- [TASK INPUTS]:
━━━━━━━━━━━━━━━━

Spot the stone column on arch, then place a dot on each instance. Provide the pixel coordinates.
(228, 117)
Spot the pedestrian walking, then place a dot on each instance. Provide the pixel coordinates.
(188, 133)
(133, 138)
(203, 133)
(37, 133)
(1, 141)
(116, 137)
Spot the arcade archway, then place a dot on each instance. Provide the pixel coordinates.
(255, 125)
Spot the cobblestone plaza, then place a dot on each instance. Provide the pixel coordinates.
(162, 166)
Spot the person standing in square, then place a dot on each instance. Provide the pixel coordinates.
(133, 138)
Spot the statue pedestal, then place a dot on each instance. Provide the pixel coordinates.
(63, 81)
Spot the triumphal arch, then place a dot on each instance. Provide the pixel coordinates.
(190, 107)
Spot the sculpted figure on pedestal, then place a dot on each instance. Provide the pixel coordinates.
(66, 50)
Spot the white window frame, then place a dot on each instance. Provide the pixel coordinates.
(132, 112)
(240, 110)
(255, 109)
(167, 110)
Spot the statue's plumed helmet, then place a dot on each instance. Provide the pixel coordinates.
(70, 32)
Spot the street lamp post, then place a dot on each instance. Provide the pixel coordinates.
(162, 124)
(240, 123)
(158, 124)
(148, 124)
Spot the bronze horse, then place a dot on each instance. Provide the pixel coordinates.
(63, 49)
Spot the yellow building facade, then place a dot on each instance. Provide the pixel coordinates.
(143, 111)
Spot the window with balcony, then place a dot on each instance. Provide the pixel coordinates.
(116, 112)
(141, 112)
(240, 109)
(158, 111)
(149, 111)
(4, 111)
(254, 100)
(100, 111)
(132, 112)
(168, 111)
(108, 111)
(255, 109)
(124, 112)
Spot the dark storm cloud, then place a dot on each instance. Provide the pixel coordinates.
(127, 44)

━━━━━━━━━━━━━━━━

- [SET TASK]: Could you quote, unchanged, every line of the data from the one containing "Spot the bronze" down to the very end, including both of those lines?

- [EXPECTED ANSWER]:
Spot the bronze horse, then place a dot on each instance. Provide the pixel coordinates.
(63, 49)
Spot the yellow building facade, then place a dot on each instance. Provide the pixel coordinates.
(143, 111)
Spot the window with balcony, then place a dot on each instance. Provide the pixel coordinates.
(116, 112)
(141, 112)
(240, 109)
(158, 111)
(149, 111)
(4, 111)
(254, 100)
(100, 111)
(132, 112)
(168, 111)
(108, 111)
(255, 109)
(124, 112)
Spot the dark storm cloud, then place a dot on each instance. Provide the pixel coordinates.
(127, 44)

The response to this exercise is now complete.